# GOAL
Every line must be returned precisely as it is written.

# Items from a data source
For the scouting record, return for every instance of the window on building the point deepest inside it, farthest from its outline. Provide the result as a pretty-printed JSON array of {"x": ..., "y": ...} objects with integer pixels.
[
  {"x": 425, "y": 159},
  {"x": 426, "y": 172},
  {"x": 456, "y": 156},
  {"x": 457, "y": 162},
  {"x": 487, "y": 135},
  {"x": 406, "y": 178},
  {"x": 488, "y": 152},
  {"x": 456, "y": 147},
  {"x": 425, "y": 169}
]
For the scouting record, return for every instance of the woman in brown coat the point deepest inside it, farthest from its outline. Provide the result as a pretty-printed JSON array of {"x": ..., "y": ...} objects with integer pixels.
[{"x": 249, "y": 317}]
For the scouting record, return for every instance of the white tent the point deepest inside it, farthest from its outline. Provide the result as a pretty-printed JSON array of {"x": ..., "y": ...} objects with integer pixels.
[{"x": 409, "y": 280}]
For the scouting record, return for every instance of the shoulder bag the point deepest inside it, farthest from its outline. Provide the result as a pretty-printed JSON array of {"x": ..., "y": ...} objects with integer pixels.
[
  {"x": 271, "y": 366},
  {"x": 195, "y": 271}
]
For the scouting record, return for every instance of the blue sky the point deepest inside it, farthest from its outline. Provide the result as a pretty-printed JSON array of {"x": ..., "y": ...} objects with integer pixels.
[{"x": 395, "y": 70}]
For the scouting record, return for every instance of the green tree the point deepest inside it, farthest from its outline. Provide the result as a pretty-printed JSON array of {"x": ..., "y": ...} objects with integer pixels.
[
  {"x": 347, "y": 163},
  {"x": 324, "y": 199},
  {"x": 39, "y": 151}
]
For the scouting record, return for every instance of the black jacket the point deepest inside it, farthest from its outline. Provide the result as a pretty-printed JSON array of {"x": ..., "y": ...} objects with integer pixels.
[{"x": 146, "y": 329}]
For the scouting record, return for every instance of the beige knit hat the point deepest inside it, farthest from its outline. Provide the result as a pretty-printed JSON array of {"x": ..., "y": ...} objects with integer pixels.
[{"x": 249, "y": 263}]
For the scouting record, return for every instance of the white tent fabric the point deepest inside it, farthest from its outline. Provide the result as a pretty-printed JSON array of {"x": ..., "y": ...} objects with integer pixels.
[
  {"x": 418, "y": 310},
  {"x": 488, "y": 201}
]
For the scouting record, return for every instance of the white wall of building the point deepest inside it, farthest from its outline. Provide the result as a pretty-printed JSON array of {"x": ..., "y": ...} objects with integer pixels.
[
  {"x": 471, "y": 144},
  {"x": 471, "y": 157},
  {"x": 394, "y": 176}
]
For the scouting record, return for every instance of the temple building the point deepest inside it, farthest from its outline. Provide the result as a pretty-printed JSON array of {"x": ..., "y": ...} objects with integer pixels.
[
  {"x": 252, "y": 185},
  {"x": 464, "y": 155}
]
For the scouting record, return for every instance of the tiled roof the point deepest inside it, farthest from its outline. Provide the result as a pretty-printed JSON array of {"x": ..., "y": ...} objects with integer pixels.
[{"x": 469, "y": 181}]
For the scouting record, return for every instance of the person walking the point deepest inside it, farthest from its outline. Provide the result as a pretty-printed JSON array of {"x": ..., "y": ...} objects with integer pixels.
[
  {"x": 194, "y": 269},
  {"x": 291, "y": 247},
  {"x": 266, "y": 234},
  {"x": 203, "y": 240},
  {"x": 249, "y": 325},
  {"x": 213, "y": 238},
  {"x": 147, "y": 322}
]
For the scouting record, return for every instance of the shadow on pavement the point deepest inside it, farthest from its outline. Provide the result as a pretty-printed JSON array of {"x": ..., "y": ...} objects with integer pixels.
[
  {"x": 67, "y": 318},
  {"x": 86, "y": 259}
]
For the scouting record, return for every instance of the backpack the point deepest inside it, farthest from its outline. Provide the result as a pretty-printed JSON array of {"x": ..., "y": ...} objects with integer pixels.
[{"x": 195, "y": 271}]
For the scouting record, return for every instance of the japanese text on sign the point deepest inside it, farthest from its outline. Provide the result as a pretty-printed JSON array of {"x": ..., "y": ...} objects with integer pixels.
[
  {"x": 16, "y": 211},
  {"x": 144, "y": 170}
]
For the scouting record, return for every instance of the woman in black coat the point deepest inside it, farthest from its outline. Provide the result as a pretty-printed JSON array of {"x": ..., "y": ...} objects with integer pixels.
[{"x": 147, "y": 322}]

# RIGHT ANSWER
For the scouting record, return for every instance of the window on building the point deepest inside it, farthest from its outline. Provide the result as a pretty-printed JSON array of {"x": ..., "y": ...} objects with integer pixels.
[
  {"x": 425, "y": 159},
  {"x": 426, "y": 172},
  {"x": 456, "y": 156},
  {"x": 457, "y": 162},
  {"x": 487, "y": 135},
  {"x": 406, "y": 178},
  {"x": 488, "y": 152},
  {"x": 456, "y": 147},
  {"x": 425, "y": 169}
]
For the scouting record, return for every instance of the woman in brown coat the point deepest inside it, farthest from its outline. Provide the result as a pretty-printed JSON array of {"x": ..., "y": ...} objects with integer pixels.
[{"x": 249, "y": 317}]
For the scouting record, return for every instance of the white tent the point deepest inside it, farthest from its outline. Provide the result as a pretty-printed JSON array of {"x": ..., "y": ...} objects with integer pixels.
[{"x": 409, "y": 280}]
For the scouting record, return for every instance of the shoulder bag the point deepest inside it, farthest from its outline. Provide the result as a pretty-printed JSON array of {"x": ..., "y": ...} objects with integer pixels.
[
  {"x": 271, "y": 366},
  {"x": 195, "y": 271}
]
For the scouting record, return for every instance of the blue sky the point deepest inside it, farthest from its outline. Provide the result as a pretty-printed JSON array of {"x": ..., "y": ...} objects with integer pixels.
[{"x": 395, "y": 70}]
For the scouting record, return for every instance of the green tree the point deepest inside it, farthest from its outline. Provide the result as a pretty-printed JSON array of {"x": ..., "y": ...} objects with integer pixels.
[
  {"x": 347, "y": 163},
  {"x": 324, "y": 199},
  {"x": 39, "y": 151}
]
For the scouting record, return for every instance of the black jacket the point deepest inside it, farthest from its outline. Provide the result as a pretty-printed JSON array of {"x": ..., "y": ...} objects with integer pixels.
[{"x": 146, "y": 329}]
For the scouting record, return for every instance of the beige knit hat the point deepest inside it, farthest from its outline. Provide the result as a pretty-printed JSON array of {"x": ..., "y": ...} objects with integer pixels.
[{"x": 249, "y": 263}]
For the scouting record, return for every instance of the white tent fabric the point deepest inside it, farthest from its outline. Provide the result as a pretty-printed JSON array of {"x": ..., "y": ...} objects with integer pixels.
[
  {"x": 418, "y": 310},
  {"x": 488, "y": 201}
]
For the scouting record, return for every instance of the white wall of building the point deepest inside it, farthest from its outline. Provide the result as a pretty-printed JSON array of {"x": ..., "y": ...} objects with integer pixels.
[
  {"x": 471, "y": 144},
  {"x": 471, "y": 157},
  {"x": 394, "y": 176}
]
For the scouting record, return for every instance of the temple building the point deepest inside it, farthest from its outline. Provide the result as a pretty-printed JSON array of {"x": ..., "y": ...} objects with integer pixels.
[
  {"x": 252, "y": 185},
  {"x": 464, "y": 155}
]
For the scouting record, return for every instance of the tiled roof the point deepest inside it, farthest from its outline. Provide the result as a pretty-printed JSON array of {"x": ..., "y": ...} objects with integer pixels.
[{"x": 469, "y": 181}]
For the scouting record, return for every instance of the person walking the point deepest inside it, farthest from its outline. Provide the result as a pretty-printed JSON array of {"x": ..., "y": ...} objects with integer pixels.
[
  {"x": 194, "y": 269},
  {"x": 291, "y": 247},
  {"x": 266, "y": 234},
  {"x": 203, "y": 240},
  {"x": 249, "y": 325},
  {"x": 213, "y": 238},
  {"x": 147, "y": 322}
]
For the scouting record, return for every instance of the shadow on pavement the point deepest inside it, farthest from its outline. Provide the result as a pretty-printed JSON array of {"x": ..., "y": ...} objects with integer pixels.
[
  {"x": 67, "y": 318},
  {"x": 86, "y": 259}
]
For the scouting record, return for every instance of the backpack the point deepest inside it, farthest from its outline. Provide the result as a pretty-printed JSON array of {"x": ..., "y": ...} objects with integer pixels.
[{"x": 195, "y": 271}]
For the scouting record, return for every instance of the japanese text on sign the point deepest inside it, farthest from its outline. Provide the result as a pretty-printed JSON array of {"x": ..., "y": ...} objects with integer pixels.
[
  {"x": 16, "y": 211},
  {"x": 144, "y": 170}
]
For the scouting record, return for every instance of the woman in black coat the point deepest inside it, farthest from its outline. Provide the result as a pretty-printed JSON array of {"x": ..., "y": ...} objects with integer pixels.
[{"x": 147, "y": 322}]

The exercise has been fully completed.